_Instructions for the task:_
Nothing other than the lines from the one containing "--coords=pixels" through the close of the entries below should be printed, each exactly.

_Extracted records:_
• • • • •
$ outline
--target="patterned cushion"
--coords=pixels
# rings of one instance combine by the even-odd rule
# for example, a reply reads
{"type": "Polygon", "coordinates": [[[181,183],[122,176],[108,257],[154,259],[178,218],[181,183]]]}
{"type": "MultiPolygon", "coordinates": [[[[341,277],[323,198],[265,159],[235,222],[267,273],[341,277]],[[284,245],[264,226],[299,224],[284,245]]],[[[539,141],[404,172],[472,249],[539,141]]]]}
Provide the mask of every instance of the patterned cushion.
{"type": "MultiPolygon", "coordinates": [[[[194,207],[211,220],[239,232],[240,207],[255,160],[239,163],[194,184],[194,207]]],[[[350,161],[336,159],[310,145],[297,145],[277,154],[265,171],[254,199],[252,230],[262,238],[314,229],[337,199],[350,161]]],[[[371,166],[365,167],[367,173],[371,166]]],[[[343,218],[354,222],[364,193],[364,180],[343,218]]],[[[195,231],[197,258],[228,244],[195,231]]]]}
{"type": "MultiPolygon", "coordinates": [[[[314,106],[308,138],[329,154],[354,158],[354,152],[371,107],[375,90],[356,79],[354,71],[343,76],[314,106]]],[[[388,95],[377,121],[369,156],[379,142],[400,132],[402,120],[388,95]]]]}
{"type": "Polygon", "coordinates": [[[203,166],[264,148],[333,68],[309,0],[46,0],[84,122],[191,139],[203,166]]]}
• • • • •
_Reply to the exercise:_
--coords=pixels
# rings of one instance combine by the even-odd rule
# for example, a reply reads
{"type": "Polygon", "coordinates": [[[181,183],[122,176],[108,257],[154,259],[178,218],[181,183]]]}
{"type": "MultiPolygon", "coordinates": [[[[341,277],[323,198],[265,159],[235,222],[267,273],[341,277]],[[284,245],[264,226],[299,224],[284,245]]],[[[539,141],[404,172],[472,249],[539,141]]]]}
Provide the mask of every instance of the patterned cushion.
{"type": "MultiPolygon", "coordinates": [[[[194,207],[211,220],[239,232],[240,207],[255,160],[239,163],[194,184],[194,207]]],[[[350,161],[336,159],[310,145],[297,145],[277,154],[265,171],[254,199],[252,230],[262,238],[314,229],[337,199],[350,161]]],[[[371,166],[365,167],[367,173],[371,166]]],[[[343,218],[354,222],[364,193],[364,180],[343,218]]],[[[195,231],[197,258],[228,244],[195,231]]]]}
{"type": "MultiPolygon", "coordinates": [[[[314,106],[308,138],[329,154],[354,158],[354,152],[371,107],[375,90],[356,79],[354,71],[343,76],[314,106]]],[[[388,95],[377,121],[369,156],[379,142],[400,132],[402,120],[388,95]]]]}
{"type": "Polygon", "coordinates": [[[203,166],[264,148],[333,68],[309,0],[46,0],[84,122],[191,139],[203,166]]]}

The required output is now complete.